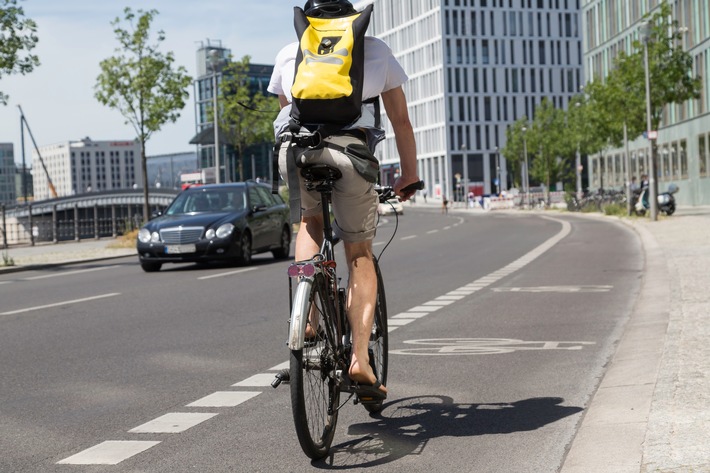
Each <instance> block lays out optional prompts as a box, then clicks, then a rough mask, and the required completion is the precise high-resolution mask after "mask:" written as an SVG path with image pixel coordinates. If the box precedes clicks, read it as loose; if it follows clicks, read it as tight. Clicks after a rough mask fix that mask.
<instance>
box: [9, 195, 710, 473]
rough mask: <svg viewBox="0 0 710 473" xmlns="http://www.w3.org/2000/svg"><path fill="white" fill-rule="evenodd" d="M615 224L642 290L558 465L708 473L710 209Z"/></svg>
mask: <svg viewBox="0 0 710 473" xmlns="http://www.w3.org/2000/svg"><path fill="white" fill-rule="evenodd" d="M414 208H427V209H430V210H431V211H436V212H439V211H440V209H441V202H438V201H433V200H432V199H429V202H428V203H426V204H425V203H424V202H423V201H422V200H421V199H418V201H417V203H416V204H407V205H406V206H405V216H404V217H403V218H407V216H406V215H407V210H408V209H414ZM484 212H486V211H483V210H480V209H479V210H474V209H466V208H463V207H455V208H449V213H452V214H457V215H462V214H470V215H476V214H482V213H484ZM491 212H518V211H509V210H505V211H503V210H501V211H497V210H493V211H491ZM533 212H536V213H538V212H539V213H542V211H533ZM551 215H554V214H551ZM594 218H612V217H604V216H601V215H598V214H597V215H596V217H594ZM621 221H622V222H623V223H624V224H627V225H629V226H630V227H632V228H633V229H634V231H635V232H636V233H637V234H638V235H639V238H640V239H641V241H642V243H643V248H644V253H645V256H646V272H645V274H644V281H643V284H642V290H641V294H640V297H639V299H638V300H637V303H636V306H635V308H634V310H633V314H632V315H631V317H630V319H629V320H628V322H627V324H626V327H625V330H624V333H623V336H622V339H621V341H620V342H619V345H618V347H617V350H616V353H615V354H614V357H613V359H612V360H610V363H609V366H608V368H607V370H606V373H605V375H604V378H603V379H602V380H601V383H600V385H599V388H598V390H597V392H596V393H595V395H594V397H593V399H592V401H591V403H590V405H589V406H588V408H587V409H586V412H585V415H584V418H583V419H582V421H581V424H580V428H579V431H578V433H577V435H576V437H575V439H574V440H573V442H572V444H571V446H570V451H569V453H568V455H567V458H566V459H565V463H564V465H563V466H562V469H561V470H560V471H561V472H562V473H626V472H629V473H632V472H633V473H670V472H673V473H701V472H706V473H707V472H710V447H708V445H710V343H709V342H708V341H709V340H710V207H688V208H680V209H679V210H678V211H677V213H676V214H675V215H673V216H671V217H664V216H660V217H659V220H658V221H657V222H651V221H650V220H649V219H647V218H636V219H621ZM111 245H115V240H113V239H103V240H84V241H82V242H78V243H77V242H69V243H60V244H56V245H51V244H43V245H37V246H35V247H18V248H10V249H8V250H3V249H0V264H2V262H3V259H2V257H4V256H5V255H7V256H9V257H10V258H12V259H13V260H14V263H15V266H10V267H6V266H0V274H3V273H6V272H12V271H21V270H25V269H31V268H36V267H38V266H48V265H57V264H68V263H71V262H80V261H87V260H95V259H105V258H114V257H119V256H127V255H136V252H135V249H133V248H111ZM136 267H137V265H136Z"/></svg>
-- -- --
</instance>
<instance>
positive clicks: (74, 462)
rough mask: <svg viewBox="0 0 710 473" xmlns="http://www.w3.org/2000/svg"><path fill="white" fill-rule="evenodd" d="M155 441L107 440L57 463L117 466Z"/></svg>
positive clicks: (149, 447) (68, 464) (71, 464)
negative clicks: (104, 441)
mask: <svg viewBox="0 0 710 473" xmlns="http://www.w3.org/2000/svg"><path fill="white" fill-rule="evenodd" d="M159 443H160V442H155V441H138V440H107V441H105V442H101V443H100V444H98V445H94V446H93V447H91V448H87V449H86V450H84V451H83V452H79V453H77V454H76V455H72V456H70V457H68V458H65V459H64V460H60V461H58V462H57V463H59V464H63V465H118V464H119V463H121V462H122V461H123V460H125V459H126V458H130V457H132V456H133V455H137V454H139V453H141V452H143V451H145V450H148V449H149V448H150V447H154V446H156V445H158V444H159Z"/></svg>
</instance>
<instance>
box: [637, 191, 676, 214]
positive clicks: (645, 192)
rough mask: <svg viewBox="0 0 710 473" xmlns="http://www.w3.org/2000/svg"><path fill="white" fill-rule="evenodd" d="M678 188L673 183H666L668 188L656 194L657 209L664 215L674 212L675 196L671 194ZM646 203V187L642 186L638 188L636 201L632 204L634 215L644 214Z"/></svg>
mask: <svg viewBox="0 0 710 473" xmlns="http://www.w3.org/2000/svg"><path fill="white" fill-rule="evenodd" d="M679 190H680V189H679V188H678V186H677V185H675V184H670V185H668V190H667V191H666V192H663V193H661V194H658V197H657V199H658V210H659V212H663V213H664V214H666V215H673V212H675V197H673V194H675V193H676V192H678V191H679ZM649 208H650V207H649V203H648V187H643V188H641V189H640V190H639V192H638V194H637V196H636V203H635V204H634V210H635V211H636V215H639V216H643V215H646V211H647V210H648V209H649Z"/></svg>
-- -- --
Pick out each line in the listing above that contains the string "clicks", and copy those lines.

> _WRITTEN ANSWER_:
Each <instance> block lays out optional prompts as a box, then clicks, then a rough mask, and the required completion is the precise high-resolution mask after "mask:" written as an SVG path with image pixel coordinates. If the box precedes clicks, read it as loose; if it follows clicks, read it as tight. Clicks after a rough mask fix that mask.
positive clicks: (74, 462)
positive clicks: (149, 447) (68, 464) (71, 464)
negative clicks: (104, 441)
positive clicks: (645, 192)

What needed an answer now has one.